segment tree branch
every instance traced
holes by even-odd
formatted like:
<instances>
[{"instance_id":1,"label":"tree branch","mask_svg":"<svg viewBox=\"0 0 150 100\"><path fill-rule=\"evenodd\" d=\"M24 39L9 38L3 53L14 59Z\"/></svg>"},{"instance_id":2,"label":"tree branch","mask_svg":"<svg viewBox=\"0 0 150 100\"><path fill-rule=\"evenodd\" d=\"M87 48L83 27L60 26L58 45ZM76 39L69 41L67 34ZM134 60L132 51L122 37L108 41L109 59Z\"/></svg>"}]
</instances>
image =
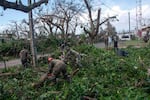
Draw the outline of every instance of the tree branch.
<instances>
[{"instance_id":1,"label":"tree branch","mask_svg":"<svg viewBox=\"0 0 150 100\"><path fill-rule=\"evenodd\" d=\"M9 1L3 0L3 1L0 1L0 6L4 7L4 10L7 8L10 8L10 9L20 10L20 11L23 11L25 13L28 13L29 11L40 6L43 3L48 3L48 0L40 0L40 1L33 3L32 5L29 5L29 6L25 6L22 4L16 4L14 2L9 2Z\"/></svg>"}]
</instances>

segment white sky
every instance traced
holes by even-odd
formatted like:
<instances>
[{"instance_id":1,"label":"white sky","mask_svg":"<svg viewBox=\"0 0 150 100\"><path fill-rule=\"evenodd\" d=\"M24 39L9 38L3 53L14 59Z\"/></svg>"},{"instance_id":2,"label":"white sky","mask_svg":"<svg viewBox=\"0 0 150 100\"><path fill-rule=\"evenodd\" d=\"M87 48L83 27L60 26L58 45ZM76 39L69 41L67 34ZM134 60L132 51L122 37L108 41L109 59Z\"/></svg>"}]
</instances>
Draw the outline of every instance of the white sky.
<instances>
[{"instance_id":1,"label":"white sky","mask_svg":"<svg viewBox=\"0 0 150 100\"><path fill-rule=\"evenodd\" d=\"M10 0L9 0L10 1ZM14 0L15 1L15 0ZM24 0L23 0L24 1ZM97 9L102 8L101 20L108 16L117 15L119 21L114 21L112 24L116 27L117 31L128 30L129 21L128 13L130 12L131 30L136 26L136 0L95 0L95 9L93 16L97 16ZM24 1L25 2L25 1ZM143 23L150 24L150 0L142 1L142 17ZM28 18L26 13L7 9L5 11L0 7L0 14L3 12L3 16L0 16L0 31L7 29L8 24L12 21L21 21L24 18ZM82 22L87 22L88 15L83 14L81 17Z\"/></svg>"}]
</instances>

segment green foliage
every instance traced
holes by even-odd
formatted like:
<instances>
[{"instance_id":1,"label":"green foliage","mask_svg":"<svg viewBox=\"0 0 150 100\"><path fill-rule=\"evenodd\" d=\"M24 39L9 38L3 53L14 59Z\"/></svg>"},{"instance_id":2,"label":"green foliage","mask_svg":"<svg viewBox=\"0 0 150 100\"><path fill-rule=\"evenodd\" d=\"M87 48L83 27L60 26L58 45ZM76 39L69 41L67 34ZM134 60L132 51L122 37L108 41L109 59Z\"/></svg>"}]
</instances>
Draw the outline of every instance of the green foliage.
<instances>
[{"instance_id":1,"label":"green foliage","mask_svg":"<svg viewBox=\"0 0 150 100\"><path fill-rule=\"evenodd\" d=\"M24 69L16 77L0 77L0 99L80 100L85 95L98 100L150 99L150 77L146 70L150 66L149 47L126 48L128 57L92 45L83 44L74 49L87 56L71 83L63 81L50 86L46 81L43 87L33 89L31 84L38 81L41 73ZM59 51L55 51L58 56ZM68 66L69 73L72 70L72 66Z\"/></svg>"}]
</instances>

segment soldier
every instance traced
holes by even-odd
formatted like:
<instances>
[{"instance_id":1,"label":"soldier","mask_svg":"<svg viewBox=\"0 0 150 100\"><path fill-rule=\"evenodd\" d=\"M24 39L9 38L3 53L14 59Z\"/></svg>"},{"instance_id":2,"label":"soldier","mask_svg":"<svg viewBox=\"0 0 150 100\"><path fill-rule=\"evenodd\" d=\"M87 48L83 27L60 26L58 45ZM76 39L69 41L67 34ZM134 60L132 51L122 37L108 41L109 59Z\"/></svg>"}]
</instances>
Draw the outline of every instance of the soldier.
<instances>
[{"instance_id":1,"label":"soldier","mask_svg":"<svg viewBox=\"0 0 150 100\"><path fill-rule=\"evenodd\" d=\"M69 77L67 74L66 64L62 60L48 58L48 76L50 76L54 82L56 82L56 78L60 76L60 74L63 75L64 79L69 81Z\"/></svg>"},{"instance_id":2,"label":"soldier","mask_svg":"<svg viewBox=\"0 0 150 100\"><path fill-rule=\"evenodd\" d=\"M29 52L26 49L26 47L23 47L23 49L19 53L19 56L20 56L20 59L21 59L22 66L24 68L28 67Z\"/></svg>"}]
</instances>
________________________________________
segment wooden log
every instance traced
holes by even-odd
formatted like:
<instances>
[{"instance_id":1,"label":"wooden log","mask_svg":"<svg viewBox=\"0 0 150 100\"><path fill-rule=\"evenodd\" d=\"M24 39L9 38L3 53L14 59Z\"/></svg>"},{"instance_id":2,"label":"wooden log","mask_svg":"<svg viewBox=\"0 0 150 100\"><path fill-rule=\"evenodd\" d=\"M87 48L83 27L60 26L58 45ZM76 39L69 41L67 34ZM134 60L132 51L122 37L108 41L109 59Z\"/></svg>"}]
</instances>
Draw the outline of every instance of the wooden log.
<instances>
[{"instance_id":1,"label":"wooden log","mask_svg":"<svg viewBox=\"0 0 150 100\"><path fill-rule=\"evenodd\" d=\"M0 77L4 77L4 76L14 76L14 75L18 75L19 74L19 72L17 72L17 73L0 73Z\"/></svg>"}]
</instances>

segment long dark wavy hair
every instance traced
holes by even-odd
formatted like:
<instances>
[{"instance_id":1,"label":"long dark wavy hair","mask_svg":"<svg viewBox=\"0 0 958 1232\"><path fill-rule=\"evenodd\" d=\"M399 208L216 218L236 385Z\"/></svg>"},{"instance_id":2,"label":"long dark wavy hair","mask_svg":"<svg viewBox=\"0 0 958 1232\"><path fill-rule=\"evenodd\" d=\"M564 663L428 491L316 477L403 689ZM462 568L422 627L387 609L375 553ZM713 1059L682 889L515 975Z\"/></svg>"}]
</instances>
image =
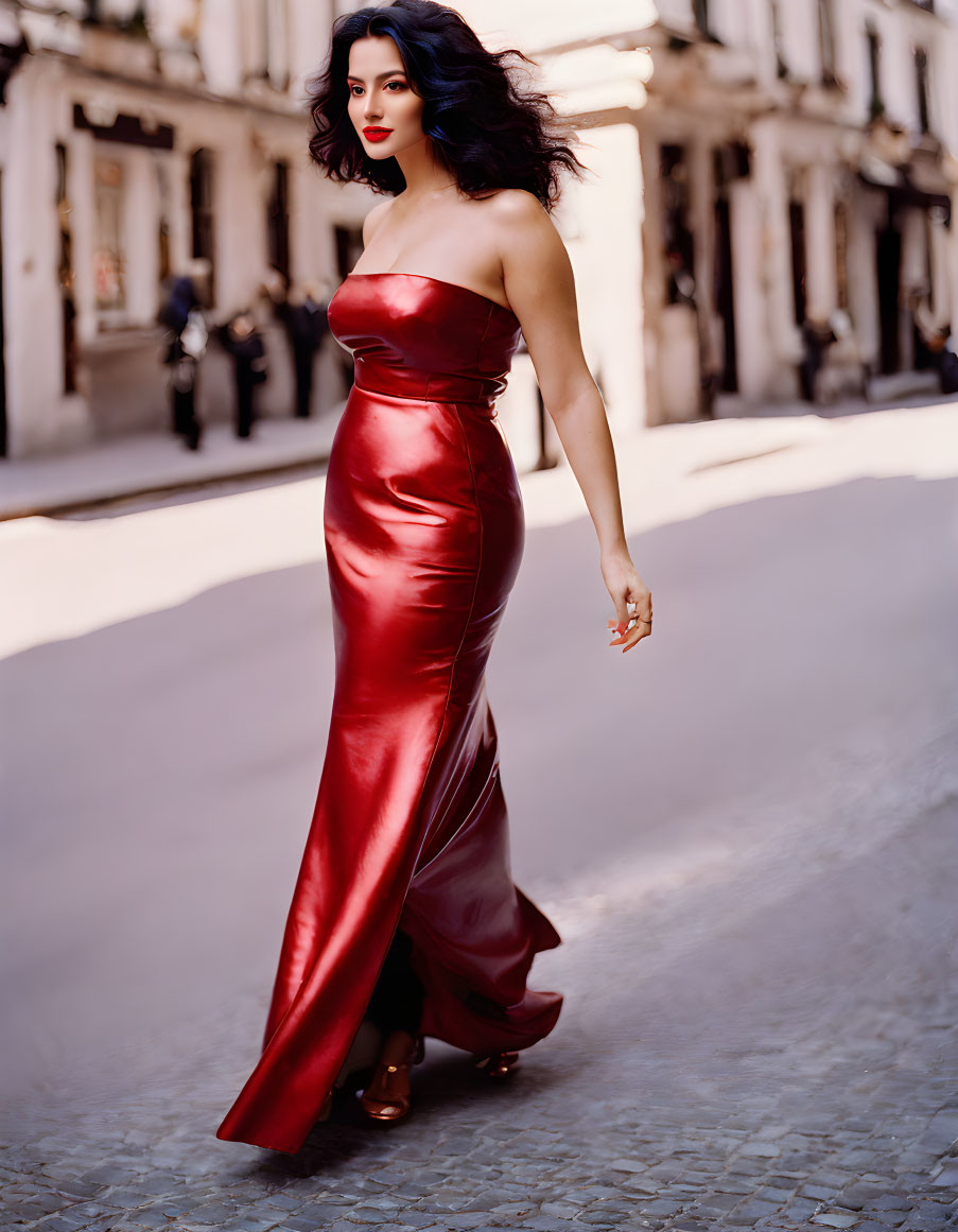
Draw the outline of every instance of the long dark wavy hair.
________________________________________
### THE REQUEST
Switch "outline" to "contour" and give the lines of the material from the line with "segment green foliage" to the line with "Draw the outline of every instance of the green" again, leaving everything else unchanged.

### EXPECTED OUTPUT
segment green foliage
every instance traced
holes by even-odd
formatted like:
<instances>
[{"instance_id":1,"label":"green foliage","mask_svg":"<svg viewBox=\"0 0 150 100\"><path fill-rule=\"evenodd\" d=\"M24 39L9 38L3 53L14 59Z\"/></svg>"},{"instance_id":2,"label":"green foliage","mask_svg":"<svg viewBox=\"0 0 150 100\"><path fill-rule=\"evenodd\" d=\"M87 48L83 27L60 26L58 45ZM76 39L69 41L67 34ZM134 60L132 51L122 37L108 41L109 59Z\"/></svg>"}]
</instances>
Draw the contour of every instance of the green foliage.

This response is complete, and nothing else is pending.